Zonguldak maden işçileriyle ilgili habere göre aşağıdaki soruları yanıtlayınız.
1. Hüseyin Kolçak hangi görevde bulunmaktadır?
2. İşçilerin ocakları terk etmeme eylemi Torba Yasanın kaçıncı maddesine karşı yapılmıştır?
3. Hükümet maddeye hangi ibarenin ekleneceği sözünü vermiştir?

== Kaynak

'İşçiler komitelerle genel merkeze de yön vermeli'
GMİS Kozlu Şube Başkanı Hüseyin Kolçak, Evrensel'e yaptığı açıklamada madenciliğin özel şirketler eliyle yapılmasını kabul etmediklerini söyledi.
Vedat YALVAÇ
Zonguldak
Zonguldak maden işçilerinin Torba Yasanın TTK’nın parçalanarak özelleştirilmenin önünü açan 58. maddesine karşı yaptığı ocakları terk etmeme eylemi sonuç verdi. Hükümet maddeye “TTK hariç” ibaresinin ekleneceği sözünü verirken, bu haliyle de olsa maddenin geçmesi halinde rödovanslı sahaların tamamen özel sektöre devredilmesinin, TTK denetiminin ortadan kaldırılmasının ve madenlerde Soma’da 301 işçinin can verdiği çalışma düzeninin kurumsallaşmasının önü açılıyor. Evrensel'e konuşan Genel Maden İşçileri Sendikası (GMİS) Kozlu Şube Başkanı Hüseyin Kolçak, madenciliğin özel şirketler eliyle yapılmasını kabul etmediklerini söyledi. Özelleştirmeye karşı mücadelede taban örgütlenmesinin önemine dikkat çeken Kolçak, 90’larda verilen mücadeleyi hatırlatarak “İşçiler, işçi komiteleri kurarak Ankara yürüyüşünü yaptı. İşçiler, işçi komiteleri ile genel merkezlerine de yön vermeleridir” dedi.

====
== Çıkarılan malzeme

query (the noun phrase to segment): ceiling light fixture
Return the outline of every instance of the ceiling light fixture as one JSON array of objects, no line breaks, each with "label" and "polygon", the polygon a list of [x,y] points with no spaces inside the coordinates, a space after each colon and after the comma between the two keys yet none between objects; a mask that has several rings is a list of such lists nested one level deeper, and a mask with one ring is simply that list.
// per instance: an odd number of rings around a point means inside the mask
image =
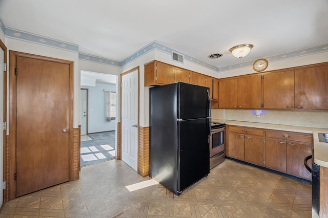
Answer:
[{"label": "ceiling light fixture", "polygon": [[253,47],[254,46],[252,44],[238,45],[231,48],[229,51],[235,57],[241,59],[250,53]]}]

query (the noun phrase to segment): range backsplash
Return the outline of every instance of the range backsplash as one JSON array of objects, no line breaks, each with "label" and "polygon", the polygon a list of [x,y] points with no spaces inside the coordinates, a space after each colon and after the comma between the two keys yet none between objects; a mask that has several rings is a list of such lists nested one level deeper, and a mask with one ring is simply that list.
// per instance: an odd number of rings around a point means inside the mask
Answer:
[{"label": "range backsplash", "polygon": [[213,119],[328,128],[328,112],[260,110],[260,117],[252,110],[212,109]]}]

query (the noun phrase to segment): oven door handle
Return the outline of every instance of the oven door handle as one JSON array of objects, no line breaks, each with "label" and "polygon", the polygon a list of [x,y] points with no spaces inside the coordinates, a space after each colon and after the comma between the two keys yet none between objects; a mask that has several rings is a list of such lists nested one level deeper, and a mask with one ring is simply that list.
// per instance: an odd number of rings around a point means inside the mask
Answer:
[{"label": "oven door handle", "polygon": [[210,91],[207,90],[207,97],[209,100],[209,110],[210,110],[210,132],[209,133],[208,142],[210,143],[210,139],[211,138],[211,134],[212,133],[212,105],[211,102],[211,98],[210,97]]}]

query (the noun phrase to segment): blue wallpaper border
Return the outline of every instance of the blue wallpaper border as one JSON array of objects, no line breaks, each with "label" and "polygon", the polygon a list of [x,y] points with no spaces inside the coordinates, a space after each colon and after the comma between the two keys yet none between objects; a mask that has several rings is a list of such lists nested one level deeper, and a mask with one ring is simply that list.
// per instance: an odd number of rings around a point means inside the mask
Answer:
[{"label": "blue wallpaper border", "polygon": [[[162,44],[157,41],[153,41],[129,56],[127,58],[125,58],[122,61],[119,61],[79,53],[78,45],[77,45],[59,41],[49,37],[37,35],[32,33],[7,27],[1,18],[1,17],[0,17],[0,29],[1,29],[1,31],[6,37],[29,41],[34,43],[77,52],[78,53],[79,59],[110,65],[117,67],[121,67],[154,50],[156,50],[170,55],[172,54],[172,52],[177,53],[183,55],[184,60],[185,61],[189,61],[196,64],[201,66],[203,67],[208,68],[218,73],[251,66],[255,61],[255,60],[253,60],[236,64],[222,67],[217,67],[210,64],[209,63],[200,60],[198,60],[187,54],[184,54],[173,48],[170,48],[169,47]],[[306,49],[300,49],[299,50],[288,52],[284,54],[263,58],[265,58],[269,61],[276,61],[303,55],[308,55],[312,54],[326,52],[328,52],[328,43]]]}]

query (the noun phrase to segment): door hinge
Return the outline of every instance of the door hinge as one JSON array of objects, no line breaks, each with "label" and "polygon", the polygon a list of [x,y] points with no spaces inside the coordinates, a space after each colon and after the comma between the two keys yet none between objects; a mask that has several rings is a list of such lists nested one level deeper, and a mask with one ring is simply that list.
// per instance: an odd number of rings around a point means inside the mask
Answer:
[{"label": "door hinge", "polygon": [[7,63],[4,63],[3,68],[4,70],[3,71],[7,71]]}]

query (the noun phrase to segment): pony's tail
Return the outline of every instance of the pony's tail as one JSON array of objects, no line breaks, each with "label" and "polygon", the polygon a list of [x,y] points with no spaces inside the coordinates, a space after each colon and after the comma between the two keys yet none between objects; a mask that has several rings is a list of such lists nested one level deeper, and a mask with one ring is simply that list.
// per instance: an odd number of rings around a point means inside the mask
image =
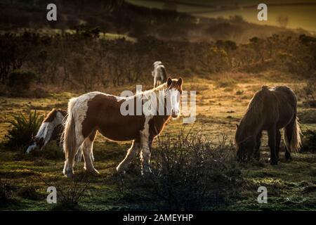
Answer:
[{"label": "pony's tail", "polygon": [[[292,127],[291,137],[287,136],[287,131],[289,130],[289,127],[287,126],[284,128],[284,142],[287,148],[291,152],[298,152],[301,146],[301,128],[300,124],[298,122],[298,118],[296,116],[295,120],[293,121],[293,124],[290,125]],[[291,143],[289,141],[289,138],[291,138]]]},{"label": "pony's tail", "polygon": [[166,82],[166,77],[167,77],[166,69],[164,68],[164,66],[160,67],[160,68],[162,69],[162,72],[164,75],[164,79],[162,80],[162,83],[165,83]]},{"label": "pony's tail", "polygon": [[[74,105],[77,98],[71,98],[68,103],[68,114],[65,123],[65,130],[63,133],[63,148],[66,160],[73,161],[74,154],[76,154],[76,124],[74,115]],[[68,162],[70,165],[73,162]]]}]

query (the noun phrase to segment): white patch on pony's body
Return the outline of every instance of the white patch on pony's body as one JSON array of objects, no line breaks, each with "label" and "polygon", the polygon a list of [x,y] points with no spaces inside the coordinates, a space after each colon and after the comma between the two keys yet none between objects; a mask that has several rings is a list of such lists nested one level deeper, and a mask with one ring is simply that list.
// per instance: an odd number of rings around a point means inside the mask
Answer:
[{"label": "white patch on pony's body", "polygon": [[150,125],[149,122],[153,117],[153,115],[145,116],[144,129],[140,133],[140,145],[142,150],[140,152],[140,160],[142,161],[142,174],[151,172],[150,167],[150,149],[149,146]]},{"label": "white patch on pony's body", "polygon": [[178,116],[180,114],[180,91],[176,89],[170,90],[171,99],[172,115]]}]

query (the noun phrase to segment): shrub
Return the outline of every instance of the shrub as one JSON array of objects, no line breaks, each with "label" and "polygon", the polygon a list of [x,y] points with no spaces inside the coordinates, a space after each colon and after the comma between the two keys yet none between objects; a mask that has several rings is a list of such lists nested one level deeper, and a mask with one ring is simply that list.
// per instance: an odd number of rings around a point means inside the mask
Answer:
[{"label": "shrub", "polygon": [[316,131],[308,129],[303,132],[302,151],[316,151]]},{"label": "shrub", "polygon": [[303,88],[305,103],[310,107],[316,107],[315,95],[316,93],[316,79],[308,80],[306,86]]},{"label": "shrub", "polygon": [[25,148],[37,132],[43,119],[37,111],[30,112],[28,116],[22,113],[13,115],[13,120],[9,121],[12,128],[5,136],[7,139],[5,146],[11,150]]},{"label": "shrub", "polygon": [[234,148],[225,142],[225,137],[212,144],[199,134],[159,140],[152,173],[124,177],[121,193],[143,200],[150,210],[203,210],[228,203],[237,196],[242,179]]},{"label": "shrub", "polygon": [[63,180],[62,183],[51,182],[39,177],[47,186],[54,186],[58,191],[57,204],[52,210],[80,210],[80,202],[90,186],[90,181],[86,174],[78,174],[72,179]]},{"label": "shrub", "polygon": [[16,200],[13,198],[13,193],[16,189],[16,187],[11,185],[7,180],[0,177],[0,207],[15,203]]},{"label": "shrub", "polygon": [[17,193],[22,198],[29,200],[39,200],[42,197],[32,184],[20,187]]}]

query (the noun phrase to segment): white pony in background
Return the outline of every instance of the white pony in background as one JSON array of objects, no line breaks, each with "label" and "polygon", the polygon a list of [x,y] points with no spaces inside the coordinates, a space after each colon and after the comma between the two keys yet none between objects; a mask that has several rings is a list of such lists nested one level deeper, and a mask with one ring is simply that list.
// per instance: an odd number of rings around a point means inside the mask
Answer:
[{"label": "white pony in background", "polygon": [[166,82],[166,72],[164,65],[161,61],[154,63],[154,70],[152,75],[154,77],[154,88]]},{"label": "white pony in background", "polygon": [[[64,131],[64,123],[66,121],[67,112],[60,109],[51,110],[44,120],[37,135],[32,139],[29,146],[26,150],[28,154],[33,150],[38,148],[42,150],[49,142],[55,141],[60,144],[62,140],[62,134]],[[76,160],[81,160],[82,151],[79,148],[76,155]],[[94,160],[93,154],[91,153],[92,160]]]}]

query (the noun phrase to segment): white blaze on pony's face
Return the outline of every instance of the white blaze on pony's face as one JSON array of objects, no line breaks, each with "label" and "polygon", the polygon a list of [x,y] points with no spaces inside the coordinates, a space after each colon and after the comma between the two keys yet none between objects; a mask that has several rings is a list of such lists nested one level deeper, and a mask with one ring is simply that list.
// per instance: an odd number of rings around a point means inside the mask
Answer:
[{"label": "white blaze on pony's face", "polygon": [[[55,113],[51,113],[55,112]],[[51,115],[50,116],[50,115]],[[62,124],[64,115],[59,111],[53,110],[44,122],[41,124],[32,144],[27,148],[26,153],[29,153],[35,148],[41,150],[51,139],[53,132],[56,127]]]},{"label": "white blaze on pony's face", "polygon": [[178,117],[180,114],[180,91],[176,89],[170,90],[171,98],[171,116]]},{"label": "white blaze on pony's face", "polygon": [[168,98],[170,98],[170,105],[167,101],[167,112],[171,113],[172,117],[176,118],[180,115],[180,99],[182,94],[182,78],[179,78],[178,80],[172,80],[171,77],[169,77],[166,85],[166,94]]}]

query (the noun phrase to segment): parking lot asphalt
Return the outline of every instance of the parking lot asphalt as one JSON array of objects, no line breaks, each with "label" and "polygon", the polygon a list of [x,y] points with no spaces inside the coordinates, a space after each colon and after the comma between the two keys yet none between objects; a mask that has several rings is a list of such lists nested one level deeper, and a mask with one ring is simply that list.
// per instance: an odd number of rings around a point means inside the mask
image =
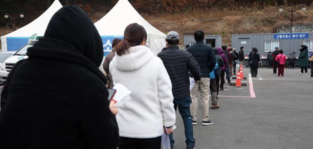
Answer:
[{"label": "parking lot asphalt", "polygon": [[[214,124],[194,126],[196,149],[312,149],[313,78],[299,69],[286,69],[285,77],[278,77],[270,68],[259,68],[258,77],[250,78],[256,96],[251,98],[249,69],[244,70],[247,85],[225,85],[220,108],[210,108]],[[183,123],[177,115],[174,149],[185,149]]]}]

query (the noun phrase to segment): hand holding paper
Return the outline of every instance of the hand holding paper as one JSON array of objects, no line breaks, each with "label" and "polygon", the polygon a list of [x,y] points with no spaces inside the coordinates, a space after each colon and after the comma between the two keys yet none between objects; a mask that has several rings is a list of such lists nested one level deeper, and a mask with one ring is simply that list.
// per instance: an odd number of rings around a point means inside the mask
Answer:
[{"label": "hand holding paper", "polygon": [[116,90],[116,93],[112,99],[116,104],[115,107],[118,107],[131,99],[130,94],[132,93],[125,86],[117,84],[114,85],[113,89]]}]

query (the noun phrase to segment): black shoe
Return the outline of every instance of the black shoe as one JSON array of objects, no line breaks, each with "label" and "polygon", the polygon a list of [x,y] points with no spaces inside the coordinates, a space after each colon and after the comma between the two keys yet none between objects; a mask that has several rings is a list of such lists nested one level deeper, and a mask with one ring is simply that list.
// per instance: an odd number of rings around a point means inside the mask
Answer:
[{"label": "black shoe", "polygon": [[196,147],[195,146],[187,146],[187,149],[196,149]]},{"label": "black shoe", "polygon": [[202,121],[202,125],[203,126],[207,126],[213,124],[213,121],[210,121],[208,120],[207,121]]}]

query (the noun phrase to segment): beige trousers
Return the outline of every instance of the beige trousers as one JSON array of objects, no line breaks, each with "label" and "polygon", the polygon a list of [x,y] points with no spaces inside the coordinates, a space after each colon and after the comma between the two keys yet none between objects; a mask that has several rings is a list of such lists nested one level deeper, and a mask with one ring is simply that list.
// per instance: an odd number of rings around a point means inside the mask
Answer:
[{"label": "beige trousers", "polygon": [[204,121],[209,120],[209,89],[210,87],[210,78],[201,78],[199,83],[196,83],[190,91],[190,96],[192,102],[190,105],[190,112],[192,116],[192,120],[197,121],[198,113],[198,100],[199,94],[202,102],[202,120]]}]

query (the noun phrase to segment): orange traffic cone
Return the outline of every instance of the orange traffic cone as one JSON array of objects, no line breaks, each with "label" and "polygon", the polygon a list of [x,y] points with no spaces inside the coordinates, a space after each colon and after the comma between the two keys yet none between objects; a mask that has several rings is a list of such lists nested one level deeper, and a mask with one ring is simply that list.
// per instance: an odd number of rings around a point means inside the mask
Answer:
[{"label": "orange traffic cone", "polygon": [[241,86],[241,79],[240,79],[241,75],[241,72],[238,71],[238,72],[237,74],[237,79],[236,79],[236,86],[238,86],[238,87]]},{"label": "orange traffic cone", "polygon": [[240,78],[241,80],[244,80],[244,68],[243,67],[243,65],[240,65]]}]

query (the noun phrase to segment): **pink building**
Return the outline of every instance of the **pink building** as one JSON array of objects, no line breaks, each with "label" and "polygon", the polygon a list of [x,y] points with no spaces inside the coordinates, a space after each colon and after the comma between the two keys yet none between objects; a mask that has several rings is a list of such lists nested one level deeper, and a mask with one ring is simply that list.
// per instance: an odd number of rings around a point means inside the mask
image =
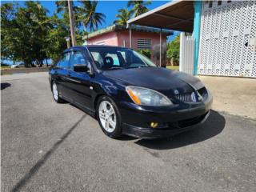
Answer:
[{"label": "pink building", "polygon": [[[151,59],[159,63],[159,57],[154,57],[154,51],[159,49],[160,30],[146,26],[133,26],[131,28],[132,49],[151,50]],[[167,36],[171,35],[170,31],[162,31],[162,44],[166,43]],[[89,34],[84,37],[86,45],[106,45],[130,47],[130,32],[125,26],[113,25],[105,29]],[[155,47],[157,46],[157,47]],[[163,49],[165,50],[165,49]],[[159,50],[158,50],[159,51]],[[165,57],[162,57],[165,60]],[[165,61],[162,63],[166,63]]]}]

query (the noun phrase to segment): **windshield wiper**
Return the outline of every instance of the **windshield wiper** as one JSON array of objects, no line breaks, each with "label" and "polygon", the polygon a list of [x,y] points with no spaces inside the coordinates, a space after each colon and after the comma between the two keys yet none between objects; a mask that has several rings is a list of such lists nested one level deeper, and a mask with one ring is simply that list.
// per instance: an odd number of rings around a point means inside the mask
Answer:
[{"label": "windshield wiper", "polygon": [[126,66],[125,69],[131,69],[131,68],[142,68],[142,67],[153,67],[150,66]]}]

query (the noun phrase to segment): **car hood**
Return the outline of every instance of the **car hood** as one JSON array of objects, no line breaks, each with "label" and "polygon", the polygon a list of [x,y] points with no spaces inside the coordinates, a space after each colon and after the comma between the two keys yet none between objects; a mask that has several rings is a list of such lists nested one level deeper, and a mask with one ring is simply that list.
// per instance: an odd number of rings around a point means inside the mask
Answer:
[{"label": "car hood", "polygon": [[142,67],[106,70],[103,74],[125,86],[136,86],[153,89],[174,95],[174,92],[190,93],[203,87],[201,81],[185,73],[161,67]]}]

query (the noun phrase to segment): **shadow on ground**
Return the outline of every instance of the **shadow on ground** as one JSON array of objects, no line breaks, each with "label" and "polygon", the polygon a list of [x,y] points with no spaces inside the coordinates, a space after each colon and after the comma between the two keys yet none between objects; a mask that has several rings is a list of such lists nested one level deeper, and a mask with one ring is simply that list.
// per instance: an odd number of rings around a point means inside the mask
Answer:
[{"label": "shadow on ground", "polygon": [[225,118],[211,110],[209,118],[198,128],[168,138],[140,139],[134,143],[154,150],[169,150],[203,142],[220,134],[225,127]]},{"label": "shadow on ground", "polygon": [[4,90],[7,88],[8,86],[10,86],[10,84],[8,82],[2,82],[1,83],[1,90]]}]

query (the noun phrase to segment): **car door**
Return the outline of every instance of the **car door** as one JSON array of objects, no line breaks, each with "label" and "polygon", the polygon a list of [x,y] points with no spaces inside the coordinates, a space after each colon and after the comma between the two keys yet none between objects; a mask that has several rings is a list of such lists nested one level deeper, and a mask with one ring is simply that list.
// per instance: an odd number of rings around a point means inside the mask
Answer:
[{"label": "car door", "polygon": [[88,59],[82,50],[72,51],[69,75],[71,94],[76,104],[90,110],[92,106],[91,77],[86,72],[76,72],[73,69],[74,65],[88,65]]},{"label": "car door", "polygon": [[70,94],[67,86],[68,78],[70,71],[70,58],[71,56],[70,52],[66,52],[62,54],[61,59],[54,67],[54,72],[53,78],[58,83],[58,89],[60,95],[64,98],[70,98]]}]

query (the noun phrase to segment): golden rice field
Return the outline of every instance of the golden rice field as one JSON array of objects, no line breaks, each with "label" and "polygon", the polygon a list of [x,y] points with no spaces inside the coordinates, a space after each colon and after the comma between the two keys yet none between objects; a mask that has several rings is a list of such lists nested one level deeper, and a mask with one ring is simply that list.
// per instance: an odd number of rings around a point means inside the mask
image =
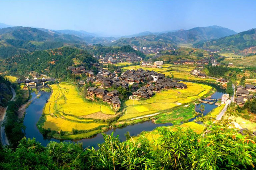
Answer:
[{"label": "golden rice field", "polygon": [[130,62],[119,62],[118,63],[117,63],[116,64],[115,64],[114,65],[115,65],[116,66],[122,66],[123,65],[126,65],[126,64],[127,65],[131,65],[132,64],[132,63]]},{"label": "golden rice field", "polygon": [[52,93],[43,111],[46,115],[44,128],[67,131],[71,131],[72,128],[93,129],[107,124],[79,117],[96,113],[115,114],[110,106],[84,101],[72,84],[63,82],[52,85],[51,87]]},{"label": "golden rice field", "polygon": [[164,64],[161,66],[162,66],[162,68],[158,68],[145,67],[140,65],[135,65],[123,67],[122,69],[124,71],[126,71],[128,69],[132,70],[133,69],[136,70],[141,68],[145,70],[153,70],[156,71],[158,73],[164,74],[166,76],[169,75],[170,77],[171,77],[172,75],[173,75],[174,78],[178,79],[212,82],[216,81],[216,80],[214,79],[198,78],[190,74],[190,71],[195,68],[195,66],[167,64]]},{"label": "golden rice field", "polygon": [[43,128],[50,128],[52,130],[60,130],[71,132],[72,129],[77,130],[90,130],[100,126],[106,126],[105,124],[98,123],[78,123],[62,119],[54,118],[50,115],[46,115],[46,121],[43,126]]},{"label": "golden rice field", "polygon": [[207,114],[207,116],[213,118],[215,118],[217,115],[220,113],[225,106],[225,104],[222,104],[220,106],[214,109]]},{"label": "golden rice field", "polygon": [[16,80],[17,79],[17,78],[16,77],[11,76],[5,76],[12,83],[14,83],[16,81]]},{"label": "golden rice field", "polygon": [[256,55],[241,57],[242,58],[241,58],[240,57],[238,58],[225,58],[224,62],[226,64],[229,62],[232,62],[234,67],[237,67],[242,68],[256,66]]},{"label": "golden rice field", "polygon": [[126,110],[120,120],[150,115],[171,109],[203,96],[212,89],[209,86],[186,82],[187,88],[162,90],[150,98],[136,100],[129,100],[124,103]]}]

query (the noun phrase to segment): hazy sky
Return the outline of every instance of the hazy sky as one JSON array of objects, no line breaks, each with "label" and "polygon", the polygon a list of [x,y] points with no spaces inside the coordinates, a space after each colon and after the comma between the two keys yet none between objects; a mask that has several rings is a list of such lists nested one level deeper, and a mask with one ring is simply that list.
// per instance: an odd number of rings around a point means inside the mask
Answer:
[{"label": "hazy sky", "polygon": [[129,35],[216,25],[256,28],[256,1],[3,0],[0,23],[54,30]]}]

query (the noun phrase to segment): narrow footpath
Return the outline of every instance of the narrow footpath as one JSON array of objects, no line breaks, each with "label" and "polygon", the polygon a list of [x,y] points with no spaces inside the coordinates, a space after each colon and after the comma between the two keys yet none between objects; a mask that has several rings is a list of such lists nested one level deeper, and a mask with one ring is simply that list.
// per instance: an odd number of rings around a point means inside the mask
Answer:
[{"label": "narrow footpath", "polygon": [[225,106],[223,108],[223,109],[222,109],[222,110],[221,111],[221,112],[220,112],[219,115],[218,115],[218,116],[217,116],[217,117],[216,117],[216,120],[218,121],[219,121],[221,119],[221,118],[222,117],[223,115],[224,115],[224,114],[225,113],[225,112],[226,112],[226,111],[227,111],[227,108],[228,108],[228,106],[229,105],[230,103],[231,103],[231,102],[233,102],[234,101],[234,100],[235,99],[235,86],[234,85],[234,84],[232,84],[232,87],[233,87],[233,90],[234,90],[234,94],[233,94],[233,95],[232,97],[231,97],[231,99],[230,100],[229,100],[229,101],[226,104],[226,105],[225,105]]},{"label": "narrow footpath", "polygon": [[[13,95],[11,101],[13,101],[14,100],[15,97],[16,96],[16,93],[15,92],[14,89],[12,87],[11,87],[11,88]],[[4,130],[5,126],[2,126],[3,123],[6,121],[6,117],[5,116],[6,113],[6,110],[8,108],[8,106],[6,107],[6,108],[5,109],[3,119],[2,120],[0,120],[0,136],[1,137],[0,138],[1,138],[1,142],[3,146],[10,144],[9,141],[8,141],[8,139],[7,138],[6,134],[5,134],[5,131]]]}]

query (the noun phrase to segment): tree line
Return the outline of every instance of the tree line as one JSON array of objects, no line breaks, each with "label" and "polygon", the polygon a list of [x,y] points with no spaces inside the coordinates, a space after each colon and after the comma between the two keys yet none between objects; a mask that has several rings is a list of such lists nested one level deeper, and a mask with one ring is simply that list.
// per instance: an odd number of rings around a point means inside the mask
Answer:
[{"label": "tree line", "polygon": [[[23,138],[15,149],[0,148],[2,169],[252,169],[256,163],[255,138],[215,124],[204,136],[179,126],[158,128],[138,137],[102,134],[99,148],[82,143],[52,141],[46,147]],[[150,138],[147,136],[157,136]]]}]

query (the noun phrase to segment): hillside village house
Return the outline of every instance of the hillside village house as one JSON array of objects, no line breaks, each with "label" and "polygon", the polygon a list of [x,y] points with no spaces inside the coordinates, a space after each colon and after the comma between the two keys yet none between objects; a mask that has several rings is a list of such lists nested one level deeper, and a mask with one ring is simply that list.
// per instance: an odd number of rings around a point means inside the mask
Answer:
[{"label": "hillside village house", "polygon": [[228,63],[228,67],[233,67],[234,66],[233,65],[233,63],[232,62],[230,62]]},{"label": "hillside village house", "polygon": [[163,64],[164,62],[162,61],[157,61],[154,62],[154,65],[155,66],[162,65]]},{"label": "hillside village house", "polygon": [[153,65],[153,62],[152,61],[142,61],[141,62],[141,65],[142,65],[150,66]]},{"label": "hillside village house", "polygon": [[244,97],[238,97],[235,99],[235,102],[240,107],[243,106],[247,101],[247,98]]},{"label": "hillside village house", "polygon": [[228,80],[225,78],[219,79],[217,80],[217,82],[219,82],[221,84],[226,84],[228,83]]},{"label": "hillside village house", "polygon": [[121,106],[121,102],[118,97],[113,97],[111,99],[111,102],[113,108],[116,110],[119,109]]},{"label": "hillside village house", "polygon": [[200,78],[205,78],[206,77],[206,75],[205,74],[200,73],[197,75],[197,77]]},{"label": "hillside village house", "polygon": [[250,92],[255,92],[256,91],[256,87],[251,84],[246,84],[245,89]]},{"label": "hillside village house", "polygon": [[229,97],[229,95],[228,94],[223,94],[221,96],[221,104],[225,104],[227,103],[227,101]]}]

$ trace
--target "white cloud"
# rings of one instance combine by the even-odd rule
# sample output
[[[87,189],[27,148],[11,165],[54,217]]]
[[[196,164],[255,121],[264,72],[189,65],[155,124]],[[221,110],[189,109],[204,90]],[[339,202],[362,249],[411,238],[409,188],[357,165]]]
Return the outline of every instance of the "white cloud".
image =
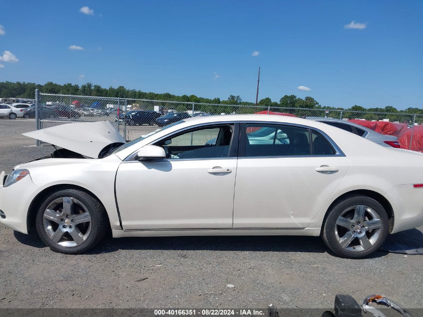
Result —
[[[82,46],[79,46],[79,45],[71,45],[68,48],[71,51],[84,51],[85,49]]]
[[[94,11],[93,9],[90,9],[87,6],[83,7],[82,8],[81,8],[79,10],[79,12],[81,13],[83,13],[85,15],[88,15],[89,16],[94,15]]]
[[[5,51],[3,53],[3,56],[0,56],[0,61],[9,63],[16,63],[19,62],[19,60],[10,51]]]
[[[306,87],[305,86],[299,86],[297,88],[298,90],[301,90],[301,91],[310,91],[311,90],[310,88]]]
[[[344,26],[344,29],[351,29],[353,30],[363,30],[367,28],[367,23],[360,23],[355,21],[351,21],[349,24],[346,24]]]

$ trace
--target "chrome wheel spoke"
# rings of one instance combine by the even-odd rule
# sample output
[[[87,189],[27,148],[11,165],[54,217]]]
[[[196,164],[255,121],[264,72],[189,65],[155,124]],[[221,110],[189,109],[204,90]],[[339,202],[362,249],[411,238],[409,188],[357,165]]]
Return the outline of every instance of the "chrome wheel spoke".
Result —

====

_Doğru sonuç_
1. Genel Maden İşçileri Sendikası (GMİS) Kozlu Şube Başkanıdır.
2. 58. maddesine karşı yapılmıştır.
3. "TTK hariç" ibaresinin ekleneceği sözünü vermiştir.